> **Exercise details**
Convert every line of the items below into a JSON list of strings, one string per line, leaving out any blank lines.

> **The data**
□ □ □ □ □

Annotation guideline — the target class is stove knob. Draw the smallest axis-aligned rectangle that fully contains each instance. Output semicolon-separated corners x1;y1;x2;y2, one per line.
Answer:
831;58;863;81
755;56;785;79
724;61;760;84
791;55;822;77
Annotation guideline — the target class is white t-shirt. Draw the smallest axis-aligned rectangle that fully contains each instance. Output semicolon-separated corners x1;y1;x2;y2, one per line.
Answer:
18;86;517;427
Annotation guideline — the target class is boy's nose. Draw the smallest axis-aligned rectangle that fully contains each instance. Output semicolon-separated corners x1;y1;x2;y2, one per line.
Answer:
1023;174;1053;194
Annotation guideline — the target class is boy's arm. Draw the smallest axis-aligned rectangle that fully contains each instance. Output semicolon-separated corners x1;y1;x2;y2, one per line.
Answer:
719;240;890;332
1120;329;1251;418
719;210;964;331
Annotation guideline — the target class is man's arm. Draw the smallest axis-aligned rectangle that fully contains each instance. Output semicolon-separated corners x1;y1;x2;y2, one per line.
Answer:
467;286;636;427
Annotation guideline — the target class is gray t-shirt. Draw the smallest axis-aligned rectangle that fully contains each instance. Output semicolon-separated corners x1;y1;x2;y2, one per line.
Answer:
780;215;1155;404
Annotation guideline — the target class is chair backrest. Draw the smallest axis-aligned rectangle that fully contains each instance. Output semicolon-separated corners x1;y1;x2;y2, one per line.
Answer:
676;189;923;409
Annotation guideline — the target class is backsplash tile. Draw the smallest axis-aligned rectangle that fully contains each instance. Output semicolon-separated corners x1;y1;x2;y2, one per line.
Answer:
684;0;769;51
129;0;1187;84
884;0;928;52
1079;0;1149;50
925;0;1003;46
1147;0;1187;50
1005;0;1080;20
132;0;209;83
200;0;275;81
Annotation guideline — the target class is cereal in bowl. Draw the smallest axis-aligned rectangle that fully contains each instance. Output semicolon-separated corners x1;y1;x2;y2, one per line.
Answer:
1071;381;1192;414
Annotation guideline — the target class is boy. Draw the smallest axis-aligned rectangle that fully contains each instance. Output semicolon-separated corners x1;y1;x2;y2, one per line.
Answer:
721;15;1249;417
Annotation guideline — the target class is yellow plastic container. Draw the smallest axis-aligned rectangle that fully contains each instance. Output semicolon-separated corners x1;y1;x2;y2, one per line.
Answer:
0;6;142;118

□ □ □ □ □

> **Solved exercise**
[
  "Annotation guideline — the target class is stove knob. Draw the smallest axis-aligned rectangle that fully contains each instance. Output semicolon-separated corners x1;y1;x2;y2, one per line.",
  "Answer:",
  "831;58;863;81",
  "755;56;785;79",
  "724;61;760;84",
  "791;55;822;77",
  "Annotation guideline — the target class is white t-shirt. Draw the smallest axis-aligned rectangle that fully contains each instance. Output semicolon-separated corners x1;y1;x2;y2, one per line.",
  "Answer:",
  "18;86;517;427",
  "Annotation guideline — the target class is boy's nose. Draw the smallest axis-aligned rectangle that fully contains each instance. Output semicolon-separated corners x1;y1;x2;y2, one per line.",
  "Answer:",
  "1023;174;1053;194",
  "Annotation guideline — the target class is boy's arm. Draw the smallest axis-aligned rectangle that fully contains each instance. Output semicolon-separated corners x1;y1;x2;y2, one per line.",
  "Answer:",
  "719;240;890;332",
  "1120;329;1251;418",
  "719;210;964;331",
  "Annotation guideline — the target class is man's arm. Draw the smallest axis-aligned rectangle that fully contains each instance. Output semicolon-separated corners x1;y1;x2;y2, one per line.",
  "Answer:",
  "467;286;636;427",
  "Annotation guideline — the target class is gray t-shirt. Draw the smallest axis-aligned rectangle that fully contains each instance. Output semicolon-separated corners x1;y1;x2;y2, one per line.",
  "Answer:",
  "780;215;1155;404",
  "Annotation guideline — the target class is chair backrest. Draw the smallest axis-aligned rectangle that fully contains each instance. Output semicolon-separated corners x1;y1;x2;y2, one per line.",
  "Answer:",
  "676;189;923;409",
  "Annotation guideline — the target class is backsplash tile. Draw the smallest axis-aligned rectangle that fully contains each instance. Output semicolon-separated corners x1;y1;x2;y2, one per line.",
  "Answer:",
  "684;0;769;51",
  "129;0;1187;84",
  "884;0;928;52",
  "1079;0;1149;50",
  "925;0;1003;46",
  "1147;0;1187;50",
  "1005;0;1080;20",
  "132;0;209;83",
  "200;0;275;81",
  "Annotation guideline — the target class is cereal in bowl. Draw the smallest axis-aligned rectangle that fully contains each instance. Output semicolon-separated corners x1;y1;x2;y2, one per line.",
  "Answer:",
  "1071;381;1192;414",
  "Annotation guideline — the target class is boy. Draw the smallest axis-aligned rectangle that fully contains each instance. Output semicolon-separated corners x1;y1;x2;y2, one per line.",
  "Answer:",
  "721;15;1249;417",
  "Annotation guideline — the target class is yellow plastic container. Draw the smallest axis-aligned rectangle that fully contains each instance. Output semicolon-separated corners x1;y1;x2;y2, one per line.",
  "Answer:",
  "0;6;142;118"
]